Reproduce each of the records below word for word, leaving every line unchanged.

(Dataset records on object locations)
────
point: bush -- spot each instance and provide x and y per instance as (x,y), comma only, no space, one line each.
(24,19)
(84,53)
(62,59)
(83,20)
────
Answer for the task:
point: bush -- spot each instance and provide x and y per instance as (x,y), comma only, no space, one line each.
(24,19)
(84,53)
(62,59)
(83,20)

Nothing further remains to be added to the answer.